**EXTRACT PROVIDED**:
....

For the first nine months of the fiscal year, adjusted for inflation, sales and operating profit remained stable. Rising interest rates, on the other hand, are boosting the $2 billion piled up on the balance sheet since this time last year, so that the financial result is adding a providential $575 million to the bottom line.

As a result, earnings per share jumped from $5.7 to $6.5 compared with the same time last year, a remarkable 14% increase. As expected, and as permitted by its situation, Applied returned $3 billion to its shareholders over nine months, two-thirds of which via share buy-backs. I pointed out that for some time now, the Group has been buying back shares at rather high valuations.

Operating cash flow is down by one billion this year - for the time being at least - but we recall that the previous financial year was marked by accelerated inventory liquidations following the difficulties associated with the pandemic. These developments led to a sharp reduction in working capital requirements, which are now being normalized.

The objective of reaching $6.5 billion in free cash flow by 2024 will a priori be achieved. This performance is to be welcomed, bearing in mind that the Group has historically reinvested half of its profits in its business, generally for an average return on investment of around 10%, before redistributing the other half to its shareholders.

This balanced capital allocation is only made possible by Applied's superior scale, and the oligopolistic situation of its sector. In this respect, value creation over the previous cycle is very clear - the equipment manufacturer eliminated its debt and doubled its profits - even if the parabolic expansion during the pandemic was due to a surge in speculative fever.

Notwithstanding exposure to the Chinese market - a critical one, since it accounts for 60% of global demand for semiconductors - the company's valuation is bouncing back towards its usual x25 earnings ceiling.

....

Stored data entries
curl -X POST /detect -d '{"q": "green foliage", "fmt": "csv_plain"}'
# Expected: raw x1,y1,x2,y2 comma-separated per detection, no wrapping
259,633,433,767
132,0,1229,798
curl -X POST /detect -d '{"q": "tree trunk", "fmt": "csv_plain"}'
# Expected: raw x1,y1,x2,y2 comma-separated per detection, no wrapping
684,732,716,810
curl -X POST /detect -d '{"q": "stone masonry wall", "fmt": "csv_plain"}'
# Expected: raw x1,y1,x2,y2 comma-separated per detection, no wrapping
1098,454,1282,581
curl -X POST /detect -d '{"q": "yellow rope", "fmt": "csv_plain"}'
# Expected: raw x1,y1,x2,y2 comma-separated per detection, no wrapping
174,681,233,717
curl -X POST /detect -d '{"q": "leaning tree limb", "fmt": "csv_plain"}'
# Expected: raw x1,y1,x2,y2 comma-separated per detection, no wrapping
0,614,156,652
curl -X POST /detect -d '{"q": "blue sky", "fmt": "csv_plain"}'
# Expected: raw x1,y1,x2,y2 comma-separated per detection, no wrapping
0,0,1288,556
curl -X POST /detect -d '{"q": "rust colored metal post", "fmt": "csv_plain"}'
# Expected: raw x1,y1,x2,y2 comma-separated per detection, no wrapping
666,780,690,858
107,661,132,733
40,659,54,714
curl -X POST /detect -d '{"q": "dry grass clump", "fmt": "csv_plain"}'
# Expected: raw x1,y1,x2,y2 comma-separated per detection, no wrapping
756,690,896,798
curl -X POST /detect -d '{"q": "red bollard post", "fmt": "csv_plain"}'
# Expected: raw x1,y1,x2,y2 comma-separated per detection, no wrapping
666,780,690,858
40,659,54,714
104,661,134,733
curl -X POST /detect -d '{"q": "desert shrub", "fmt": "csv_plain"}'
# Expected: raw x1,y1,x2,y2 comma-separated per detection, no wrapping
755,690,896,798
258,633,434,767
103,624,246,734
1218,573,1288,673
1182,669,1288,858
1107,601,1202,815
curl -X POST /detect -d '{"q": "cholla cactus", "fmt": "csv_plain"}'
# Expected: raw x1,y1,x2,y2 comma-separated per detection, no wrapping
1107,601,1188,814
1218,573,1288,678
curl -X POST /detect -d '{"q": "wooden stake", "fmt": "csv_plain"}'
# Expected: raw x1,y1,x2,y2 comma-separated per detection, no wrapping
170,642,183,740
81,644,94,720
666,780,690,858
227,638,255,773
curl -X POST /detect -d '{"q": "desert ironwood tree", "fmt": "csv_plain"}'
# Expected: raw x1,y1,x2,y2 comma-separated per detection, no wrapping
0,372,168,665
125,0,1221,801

....

**TASK REQUIREMENTS**: Write out the part of the commentary on Applied's nine-month results word for word, starting with "This balanced capital" and going on through "x25 earnings ceiling.".

**SOLUTION**:
This balanced capital allocation is only made possible by Applied's superior scale, and the oligopolistic situation of its sector. In this respect, value creation over the previous cycle is very clear - the equipment manufacturer eliminated its debt and doubled its profits - even if the parabolic expansion during the pandemic was due to a surge in speculative fever.

Notwithstanding exposure to the Chinese market - a critical one, since it accounts for 60% of global demand for semiconductors - the company's valuation is bouncing back towards its usual x25 earnings ceiling.